“Parlare di sofferenza non è facile”, diceva Maria Cicconetti, qualche giorno fa soltanto. Pareva preoccupata, nonostante fosse questa dello scorso giovedì 18 aprile, alla UILDM di Chivasso, forse la sua trentesima presentazione. “A chi soffre non è facile parlare di sofferenza”, diceva.
Non è facile mai, in realtà. Guardiamoci attorno: chi ne ha voglia? Chi ha voglia di sentir parlare di sofferenza? Il mondo gira da un’altra parte. Il mondo “si gira”, anzi, troppo spesso, dall’altra parte.
Ho detto a Maria di non preoccuparsi. Ne La foto che non c’è non si fanno sconti alla sofferenza. Ci si passa in mezzo. Dall’abbandono alla perdita; dalla malattia, al perdono, la protagonista de La foto che non c’è cade e ricade. Eppure non si sporca mai; eppure ha sempre chiaro dentro di sé, anche quando la sofferenza è acuta, che c’è dell’altro. Oltre la sofferenza, che non dura per sempre, e oltre la prova fatale del perdono, ci sono, infatti, la serenità, la guarigione, la capacità – addirittura – di alleviare la sofferenza altrui.

| Esercizio |
Prosegui il testo sulla presentazione de La foto che non c'è dopo la sua ultima frase. Le voci non sono necessarie.

| Materiale fornito |
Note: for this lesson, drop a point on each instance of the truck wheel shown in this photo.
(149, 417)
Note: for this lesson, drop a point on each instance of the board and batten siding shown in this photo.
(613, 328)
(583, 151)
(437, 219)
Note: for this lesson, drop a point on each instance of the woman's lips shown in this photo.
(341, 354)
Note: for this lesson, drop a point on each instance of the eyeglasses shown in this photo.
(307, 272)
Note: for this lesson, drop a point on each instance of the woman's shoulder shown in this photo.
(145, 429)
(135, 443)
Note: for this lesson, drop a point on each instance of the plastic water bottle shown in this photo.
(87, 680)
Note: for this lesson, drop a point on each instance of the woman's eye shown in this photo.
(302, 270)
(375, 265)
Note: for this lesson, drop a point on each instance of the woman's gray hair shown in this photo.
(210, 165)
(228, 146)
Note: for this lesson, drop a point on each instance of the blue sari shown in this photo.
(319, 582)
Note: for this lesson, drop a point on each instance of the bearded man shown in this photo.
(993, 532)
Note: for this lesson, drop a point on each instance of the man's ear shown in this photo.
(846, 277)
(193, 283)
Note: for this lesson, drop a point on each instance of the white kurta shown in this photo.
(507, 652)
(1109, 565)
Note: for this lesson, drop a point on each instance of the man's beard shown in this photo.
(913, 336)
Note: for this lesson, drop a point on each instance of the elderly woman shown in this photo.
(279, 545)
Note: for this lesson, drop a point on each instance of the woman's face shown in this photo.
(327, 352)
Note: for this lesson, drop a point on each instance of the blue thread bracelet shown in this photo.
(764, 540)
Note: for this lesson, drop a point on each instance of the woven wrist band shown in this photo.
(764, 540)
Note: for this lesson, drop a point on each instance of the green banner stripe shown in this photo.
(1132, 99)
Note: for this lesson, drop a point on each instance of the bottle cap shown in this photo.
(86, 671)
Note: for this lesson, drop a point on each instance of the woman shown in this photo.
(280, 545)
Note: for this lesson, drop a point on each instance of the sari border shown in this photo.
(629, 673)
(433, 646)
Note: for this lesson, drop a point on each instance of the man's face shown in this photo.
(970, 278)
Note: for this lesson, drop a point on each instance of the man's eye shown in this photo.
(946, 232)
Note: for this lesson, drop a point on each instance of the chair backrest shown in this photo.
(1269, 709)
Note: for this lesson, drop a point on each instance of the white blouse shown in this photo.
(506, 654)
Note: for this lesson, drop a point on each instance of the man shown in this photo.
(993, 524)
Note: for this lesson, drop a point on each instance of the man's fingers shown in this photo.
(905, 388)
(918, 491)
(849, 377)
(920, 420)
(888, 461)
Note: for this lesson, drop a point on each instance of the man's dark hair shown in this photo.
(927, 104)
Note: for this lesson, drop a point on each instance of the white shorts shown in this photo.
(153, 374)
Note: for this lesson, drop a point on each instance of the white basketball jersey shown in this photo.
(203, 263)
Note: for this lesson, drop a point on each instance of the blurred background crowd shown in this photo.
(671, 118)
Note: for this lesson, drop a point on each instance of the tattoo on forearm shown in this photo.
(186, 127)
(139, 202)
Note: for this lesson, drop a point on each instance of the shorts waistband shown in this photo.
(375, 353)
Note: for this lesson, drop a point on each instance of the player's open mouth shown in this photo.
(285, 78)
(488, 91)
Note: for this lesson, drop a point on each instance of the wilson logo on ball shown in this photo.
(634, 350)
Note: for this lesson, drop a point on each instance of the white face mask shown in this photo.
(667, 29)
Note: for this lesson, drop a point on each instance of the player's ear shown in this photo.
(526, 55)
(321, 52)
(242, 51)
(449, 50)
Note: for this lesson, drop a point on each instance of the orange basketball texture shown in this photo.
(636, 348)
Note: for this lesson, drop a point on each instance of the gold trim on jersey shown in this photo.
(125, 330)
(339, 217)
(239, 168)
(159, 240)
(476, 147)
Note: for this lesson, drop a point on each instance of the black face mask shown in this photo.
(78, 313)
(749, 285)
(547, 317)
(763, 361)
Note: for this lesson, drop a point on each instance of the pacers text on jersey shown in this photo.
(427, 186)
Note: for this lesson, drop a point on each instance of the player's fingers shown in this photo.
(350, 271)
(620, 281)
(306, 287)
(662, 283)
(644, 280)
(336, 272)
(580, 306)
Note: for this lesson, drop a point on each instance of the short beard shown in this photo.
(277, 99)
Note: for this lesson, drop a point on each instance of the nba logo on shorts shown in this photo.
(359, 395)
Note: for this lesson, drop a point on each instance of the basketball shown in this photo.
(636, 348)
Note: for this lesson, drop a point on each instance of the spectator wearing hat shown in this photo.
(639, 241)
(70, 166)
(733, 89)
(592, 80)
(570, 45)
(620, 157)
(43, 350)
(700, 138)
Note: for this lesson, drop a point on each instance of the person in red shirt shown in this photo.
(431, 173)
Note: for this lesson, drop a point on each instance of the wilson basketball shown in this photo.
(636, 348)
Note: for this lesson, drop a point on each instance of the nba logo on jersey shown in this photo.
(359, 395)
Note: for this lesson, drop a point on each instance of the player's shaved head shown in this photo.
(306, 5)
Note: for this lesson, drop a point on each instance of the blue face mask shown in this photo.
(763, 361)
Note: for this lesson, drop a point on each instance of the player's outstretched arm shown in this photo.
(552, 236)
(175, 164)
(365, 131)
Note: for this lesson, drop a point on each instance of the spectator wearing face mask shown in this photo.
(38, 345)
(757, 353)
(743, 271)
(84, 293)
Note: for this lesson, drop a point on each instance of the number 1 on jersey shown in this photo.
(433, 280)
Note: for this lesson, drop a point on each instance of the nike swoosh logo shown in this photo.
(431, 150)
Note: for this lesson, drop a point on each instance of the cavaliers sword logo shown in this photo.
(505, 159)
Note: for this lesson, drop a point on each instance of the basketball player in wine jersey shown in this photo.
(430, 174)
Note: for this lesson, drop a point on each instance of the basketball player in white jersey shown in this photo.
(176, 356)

| Risposta finale |
È vero, Maria, non è facile parlare di sofferenza. Nel libro lo si fa, però.
Ha spiegato quale sia l’attacco della storia Renato Dutto, giornalista, presidente UILDM di Chivasso, che ha introdotto l’incontro e il libro, mettendone in luce i valori, senza mai svelarne la trama. De La foto che non c’è ha letto la prima pagina, che è quella dello strappo: dal sole dell’infanzia, un infanzia povera, eppure lieta, Maria viene improvvisamente sottratta. Chi dovrebbe difenderla, la dà via. Chi dovrebbe amarla, la scarica in un istituto, come fosse un oggetto troppo ingombrante.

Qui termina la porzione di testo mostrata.